Wenn auch Ausbeutung in der Geschichte der Menschheit in unterschiedlichen Formen auftrat, so bestand sie in ihrem Kern immer in der Aneignung fremder Arbeit. Andere Menschen für sich arbeiten zu lassen, war seit je her der Schlüssel zu einem individuellen Reichtum, der allein mit Hilfe der eigenen Arbeitskraft nie in dem Umfang hätte realisiert werden können. Von den Pyramiden im frühen Ägypten über die Schlösser im Feudalismus bis zur Parallelgesellschaft der Oberschicht im globalisierten Kapitalismus des 21. Jahrhunderts zeugen die individuellen Reichtümer von der Aneignung fremder Arbeit und damit davon, dass die Armut der Mehrheit die Grundlage für die Reichtümer einer Minderheit ist.
::::
Aufgaben:
[a] Beantworte diese Fragen zum Textauszug über Ausbeutung:
(i) Worin bestand Ausbeutung in ihrem Kern immer?
(ii) Welche Bauten werden für den Feudalismus genannt?
(iii) Was ist laut dem letzten Satz die Grundlage für die Reichtümer einer Minderheit?
[b] Schreibe die Stelle des Textauszugs zwischen „Wenn auch Ausbeutung“ und „einer Minderheit ist.“ ab, beide eingeschlossen.
::::
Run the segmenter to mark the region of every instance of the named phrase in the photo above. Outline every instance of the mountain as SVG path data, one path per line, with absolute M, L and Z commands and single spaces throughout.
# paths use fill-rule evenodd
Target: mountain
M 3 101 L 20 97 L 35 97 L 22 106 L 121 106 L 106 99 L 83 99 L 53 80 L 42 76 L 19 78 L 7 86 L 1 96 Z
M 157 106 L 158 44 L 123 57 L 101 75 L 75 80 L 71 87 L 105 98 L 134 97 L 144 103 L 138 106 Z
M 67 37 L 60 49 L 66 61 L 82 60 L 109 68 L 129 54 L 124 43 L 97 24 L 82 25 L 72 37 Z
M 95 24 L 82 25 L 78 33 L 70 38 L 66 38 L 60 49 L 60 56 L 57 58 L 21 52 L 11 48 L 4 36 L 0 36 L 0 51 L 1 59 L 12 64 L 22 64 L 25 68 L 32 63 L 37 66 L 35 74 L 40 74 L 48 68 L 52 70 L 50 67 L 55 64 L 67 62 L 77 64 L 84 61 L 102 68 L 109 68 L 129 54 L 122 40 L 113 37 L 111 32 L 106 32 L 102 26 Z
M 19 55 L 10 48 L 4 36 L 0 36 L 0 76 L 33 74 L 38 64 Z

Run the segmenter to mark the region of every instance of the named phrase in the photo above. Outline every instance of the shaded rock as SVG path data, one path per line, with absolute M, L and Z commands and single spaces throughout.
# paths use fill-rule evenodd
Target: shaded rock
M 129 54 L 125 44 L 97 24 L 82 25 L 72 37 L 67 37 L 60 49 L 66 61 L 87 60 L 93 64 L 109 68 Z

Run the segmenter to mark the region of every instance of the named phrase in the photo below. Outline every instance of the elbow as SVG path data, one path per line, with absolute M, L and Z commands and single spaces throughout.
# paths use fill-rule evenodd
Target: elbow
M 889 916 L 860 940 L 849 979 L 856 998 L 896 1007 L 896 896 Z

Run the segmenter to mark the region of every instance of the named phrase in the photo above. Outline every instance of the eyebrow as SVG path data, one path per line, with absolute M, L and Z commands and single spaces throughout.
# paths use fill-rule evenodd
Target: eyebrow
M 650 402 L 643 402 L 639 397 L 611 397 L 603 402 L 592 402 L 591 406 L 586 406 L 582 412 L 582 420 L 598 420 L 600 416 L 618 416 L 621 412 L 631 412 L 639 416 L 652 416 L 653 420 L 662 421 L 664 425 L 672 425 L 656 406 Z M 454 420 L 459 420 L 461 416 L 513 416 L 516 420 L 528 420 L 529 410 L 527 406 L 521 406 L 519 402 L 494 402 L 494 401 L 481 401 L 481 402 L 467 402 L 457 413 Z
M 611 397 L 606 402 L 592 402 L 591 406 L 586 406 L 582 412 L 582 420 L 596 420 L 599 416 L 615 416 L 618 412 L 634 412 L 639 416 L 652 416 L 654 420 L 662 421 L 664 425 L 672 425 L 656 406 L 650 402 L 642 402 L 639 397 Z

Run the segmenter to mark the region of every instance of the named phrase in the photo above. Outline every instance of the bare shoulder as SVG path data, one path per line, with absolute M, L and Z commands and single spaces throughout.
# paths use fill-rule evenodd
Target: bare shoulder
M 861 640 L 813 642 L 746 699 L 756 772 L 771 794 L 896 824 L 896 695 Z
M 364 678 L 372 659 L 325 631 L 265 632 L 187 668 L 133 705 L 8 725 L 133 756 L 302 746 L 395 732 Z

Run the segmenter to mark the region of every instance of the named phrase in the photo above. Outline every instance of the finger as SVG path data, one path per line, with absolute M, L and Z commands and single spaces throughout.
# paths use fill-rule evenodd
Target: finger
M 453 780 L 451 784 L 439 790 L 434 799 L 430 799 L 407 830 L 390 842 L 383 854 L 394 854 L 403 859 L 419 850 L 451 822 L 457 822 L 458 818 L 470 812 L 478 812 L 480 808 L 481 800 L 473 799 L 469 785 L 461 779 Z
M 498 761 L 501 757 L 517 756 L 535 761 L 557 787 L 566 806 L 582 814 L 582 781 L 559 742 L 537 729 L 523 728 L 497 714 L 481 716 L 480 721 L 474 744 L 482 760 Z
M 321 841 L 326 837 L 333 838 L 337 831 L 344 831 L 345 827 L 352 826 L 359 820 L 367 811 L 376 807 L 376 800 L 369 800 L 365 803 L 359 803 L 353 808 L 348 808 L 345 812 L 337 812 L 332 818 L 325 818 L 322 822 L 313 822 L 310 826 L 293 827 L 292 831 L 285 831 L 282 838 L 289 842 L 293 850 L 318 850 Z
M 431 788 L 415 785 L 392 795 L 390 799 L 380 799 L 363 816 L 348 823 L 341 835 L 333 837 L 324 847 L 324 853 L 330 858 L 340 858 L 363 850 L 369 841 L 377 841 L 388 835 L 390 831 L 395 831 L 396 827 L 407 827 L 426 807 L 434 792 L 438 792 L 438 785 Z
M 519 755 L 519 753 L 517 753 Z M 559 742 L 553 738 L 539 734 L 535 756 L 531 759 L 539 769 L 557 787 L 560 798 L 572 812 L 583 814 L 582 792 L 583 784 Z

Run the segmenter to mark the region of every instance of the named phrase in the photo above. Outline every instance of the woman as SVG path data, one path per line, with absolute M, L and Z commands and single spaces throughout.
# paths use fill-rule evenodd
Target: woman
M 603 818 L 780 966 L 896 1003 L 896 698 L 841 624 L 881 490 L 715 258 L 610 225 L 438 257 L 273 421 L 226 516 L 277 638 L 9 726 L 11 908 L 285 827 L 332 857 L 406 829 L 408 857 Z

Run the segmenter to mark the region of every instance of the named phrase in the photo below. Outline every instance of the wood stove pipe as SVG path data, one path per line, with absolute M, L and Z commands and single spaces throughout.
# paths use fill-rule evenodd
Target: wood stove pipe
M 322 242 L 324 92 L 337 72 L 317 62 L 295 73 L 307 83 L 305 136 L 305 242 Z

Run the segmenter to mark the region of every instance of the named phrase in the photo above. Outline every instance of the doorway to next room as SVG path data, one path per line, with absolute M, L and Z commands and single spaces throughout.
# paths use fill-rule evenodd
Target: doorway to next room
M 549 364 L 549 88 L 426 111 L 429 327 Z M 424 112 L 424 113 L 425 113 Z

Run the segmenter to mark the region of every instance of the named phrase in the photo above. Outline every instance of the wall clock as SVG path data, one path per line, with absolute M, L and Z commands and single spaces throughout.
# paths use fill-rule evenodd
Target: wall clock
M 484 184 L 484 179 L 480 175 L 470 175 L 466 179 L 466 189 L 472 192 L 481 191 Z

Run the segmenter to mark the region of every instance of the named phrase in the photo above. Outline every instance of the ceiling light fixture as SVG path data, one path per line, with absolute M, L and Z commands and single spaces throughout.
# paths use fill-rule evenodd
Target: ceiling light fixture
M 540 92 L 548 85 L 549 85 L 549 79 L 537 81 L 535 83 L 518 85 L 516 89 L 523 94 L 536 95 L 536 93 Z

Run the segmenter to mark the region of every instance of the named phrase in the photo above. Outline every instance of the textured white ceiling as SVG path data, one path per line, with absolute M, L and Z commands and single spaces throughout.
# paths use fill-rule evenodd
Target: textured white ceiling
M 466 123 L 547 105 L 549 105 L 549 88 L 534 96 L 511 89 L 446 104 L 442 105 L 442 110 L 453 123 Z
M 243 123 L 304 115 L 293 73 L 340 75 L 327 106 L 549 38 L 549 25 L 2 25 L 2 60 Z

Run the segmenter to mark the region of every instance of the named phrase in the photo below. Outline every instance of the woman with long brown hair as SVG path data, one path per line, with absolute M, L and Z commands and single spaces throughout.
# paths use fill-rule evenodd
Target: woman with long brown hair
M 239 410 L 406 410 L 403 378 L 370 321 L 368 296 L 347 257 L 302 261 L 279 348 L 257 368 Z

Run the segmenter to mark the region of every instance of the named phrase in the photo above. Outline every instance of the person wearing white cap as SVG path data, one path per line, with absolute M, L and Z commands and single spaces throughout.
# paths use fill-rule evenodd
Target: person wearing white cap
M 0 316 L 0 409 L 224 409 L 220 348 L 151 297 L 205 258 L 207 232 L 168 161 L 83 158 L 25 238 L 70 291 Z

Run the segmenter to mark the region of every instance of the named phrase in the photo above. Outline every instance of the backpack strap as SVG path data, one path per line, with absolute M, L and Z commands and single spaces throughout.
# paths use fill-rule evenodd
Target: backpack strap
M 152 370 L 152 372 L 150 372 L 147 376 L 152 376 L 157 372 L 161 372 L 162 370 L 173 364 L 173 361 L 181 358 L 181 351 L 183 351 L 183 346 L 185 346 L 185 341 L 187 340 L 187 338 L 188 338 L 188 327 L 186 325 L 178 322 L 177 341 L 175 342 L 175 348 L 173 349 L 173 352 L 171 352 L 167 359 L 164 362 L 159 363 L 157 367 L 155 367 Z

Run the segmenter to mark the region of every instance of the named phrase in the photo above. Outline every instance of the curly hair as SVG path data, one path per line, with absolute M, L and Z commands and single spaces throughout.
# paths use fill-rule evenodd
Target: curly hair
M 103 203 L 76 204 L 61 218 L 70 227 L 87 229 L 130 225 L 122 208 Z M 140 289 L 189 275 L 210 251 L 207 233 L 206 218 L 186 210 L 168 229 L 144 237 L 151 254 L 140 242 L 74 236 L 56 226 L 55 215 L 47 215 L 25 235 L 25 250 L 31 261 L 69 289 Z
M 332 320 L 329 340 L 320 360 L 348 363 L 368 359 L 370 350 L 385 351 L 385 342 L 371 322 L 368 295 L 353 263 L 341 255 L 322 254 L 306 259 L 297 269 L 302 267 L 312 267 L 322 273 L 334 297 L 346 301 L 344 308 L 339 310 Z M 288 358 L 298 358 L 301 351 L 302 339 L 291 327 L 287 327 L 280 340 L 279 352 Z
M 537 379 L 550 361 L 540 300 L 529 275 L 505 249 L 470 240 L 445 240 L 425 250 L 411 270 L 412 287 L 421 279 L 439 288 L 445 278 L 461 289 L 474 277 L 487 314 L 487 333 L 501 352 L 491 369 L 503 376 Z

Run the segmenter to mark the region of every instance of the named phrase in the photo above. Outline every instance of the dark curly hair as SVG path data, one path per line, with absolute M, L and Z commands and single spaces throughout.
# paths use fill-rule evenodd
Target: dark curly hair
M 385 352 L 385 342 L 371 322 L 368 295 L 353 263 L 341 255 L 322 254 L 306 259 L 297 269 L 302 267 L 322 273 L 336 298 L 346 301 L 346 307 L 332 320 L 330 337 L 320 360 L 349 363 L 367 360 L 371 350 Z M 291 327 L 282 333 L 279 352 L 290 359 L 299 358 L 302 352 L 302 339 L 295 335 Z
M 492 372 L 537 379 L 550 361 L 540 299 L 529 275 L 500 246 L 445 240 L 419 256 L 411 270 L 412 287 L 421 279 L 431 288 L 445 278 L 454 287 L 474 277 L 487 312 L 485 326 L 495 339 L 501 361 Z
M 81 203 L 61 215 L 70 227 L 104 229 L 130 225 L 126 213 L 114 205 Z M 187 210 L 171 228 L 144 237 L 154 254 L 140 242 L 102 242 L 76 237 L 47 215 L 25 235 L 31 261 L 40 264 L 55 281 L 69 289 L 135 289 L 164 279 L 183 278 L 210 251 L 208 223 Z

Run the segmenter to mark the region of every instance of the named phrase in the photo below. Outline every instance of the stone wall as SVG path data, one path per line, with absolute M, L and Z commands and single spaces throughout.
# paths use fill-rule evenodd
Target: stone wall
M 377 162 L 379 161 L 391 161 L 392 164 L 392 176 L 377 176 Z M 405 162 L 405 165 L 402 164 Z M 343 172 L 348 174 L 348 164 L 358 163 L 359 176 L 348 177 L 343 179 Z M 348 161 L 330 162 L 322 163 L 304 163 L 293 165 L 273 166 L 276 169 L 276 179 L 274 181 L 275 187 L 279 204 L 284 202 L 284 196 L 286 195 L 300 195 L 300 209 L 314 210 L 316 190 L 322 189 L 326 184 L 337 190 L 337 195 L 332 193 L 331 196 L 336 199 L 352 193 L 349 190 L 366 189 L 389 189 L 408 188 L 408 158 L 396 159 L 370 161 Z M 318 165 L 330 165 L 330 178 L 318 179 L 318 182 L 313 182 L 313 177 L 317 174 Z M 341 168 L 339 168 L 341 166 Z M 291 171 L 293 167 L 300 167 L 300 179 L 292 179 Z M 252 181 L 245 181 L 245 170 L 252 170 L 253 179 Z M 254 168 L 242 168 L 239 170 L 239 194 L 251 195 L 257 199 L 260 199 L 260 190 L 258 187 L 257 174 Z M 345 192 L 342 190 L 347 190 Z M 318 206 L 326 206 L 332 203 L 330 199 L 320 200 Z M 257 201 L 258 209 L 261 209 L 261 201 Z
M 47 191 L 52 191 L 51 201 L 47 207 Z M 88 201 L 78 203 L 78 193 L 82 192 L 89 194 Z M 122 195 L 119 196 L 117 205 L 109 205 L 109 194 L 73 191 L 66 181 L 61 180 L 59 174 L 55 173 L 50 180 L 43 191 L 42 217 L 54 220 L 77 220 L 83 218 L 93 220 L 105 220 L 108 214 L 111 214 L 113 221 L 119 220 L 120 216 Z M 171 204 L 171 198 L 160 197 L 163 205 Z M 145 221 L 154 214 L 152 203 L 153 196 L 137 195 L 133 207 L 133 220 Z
::::
Ergebnisse je Aufgabe:
[a]
(i) In der Aneignung fremder Arbeit.
(ii) Die Schlösser.
(iii) Die Armut der Mehrheit.

[b]
Wenn auch Ausbeutung in der Geschichte der Menschheit in unterschiedlichen Formen auftrat, so bestand sie in ihrem Kern immer in der Aneignung fremder Arbeit. Andere Menschen für sich arbeiten zu lassen, war seit je her der Schlüssel zu einem individuellen Reichtum, der allein mit Hilfe der eigenen Arbeitskraft nie in dem Umfang hätte realisiert werden können. Von den Pyramiden im frühen Ägypten über die Schlösser im Feudalismus bis zur Parallelgesellschaft der Oberschicht im globalisierten Kapitalismus des 21. Jahrhunderts zeugen die individuellen Reichtümer von der Aneignung fremder Arbeit und damit davon, dass die Armut der Mehrheit die Grundlage für die Reichtümer einer Minderheit ist.